Stored items from a collection:
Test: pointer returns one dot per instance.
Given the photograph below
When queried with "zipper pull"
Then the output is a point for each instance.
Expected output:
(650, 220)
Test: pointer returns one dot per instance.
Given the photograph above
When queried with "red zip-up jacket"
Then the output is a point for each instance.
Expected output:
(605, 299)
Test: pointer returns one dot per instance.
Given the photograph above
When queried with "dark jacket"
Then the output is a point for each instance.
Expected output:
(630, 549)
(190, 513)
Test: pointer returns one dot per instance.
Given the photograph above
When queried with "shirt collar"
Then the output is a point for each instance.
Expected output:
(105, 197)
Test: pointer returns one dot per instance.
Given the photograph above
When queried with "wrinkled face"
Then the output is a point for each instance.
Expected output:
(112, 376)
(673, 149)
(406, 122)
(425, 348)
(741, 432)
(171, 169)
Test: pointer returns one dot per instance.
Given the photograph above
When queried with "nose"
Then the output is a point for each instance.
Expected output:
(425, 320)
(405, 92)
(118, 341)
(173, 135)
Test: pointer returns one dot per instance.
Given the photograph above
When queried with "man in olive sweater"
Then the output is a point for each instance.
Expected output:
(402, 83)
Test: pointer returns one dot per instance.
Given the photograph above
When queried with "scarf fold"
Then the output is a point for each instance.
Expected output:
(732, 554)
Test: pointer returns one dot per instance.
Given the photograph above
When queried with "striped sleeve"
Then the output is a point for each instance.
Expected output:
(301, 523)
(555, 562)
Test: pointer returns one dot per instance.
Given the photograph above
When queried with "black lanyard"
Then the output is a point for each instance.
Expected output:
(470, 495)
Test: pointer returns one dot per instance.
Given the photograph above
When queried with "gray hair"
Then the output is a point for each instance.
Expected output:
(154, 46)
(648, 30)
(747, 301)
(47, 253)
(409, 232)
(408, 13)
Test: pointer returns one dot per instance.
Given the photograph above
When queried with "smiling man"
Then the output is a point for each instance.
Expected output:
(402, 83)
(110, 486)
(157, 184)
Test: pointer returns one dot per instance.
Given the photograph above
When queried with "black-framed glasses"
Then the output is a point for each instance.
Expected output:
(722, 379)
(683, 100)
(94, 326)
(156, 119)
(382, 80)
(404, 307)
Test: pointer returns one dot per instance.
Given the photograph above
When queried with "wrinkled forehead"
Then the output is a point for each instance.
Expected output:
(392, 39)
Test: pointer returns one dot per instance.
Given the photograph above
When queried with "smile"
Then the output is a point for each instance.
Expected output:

▶ _PROBLEM_
Return every entry exactly as given.

▶ _TASK SOLUTION_
Test: pointer returns one dot per instance.
Given the photograph below
When queried with "zipper pull"
Then the output is a point for each instance.
Expected output:
(650, 220)
Test: pointer returns one dot per instance.
Given the photograph above
When queried with "red zip-up jacket"
Then the output is a point for each instance.
Expected output:
(605, 299)
Test: pointer returns one dot per instance.
Given the photograph above
When queried with "dark jacket"
Then the output is a point for each instance.
Expected output:
(630, 549)
(190, 513)
Test: pointer returns one dot per instance.
Given the photograph above
When queried with "shirt collar"
Then the output is a point for each instance.
Expected output:
(105, 197)
Test: pointer returns one dot per instance.
Given the photograph above
When queried with "wrinkled face"
Then the output is a point for each instance.
Expected output:
(112, 376)
(673, 149)
(406, 122)
(425, 348)
(741, 432)
(171, 169)
Test: pointer returns one dot per instance.
Given the photograph above
When queried with "nose"
Then the output is a point for each instance.
Expected output:
(425, 320)
(405, 92)
(118, 341)
(173, 135)
Test: pointer returns one dot per instance.
Given the photograph above
When queried with "man in olive sweater"
Then the output is a point for each instance.
Expected output:
(402, 83)
Test: pointer returns one dot per instance.
Given the photograph above
When queried with "scarf fold"
Then the output is a point for each instance.
Expected output:
(732, 554)
Test: pointer returns one dot per instance.
Given the photograph above
When queried with "striped sleeve"
Then the output is a point for each instance.
Expected output:
(301, 523)
(555, 562)
Test: pointer returns one dot per instance.
Given the photograph above
When queried with "black lanyard"
Then the output is a point for each instance.
Expected output:
(470, 495)
Test: pointer returns one dot per instance.
Given the photograph above
When queried with "gray hair"
Then the output is a point for each instance.
Expected output:
(154, 46)
(648, 30)
(747, 301)
(47, 253)
(409, 232)
(408, 13)
Test: pointer returns one dot per instance.
Given the photograph above
When queried with "smiling man"
Then the output is a point for each instance.
Expected output:
(402, 83)
(110, 486)
(157, 184)
Test: pointer returns one dot per instance.
Given the photograph above
When queried with "black-framed glasses"
Then the output is a point for each instance.
Expected output:
(722, 379)
(683, 100)
(94, 326)
(156, 119)
(382, 80)
(404, 307)
Test: pointer returns one dot per instance.
Given the photograph above
When queried with "wrinkled forehead"
Then the output is a point for each instance.
Expected output:
(392, 39)
Test: pointer returns one dot per instance.
Given the photograph above
When queried with "smile"
Then the output is a point for each instance.
Expected output:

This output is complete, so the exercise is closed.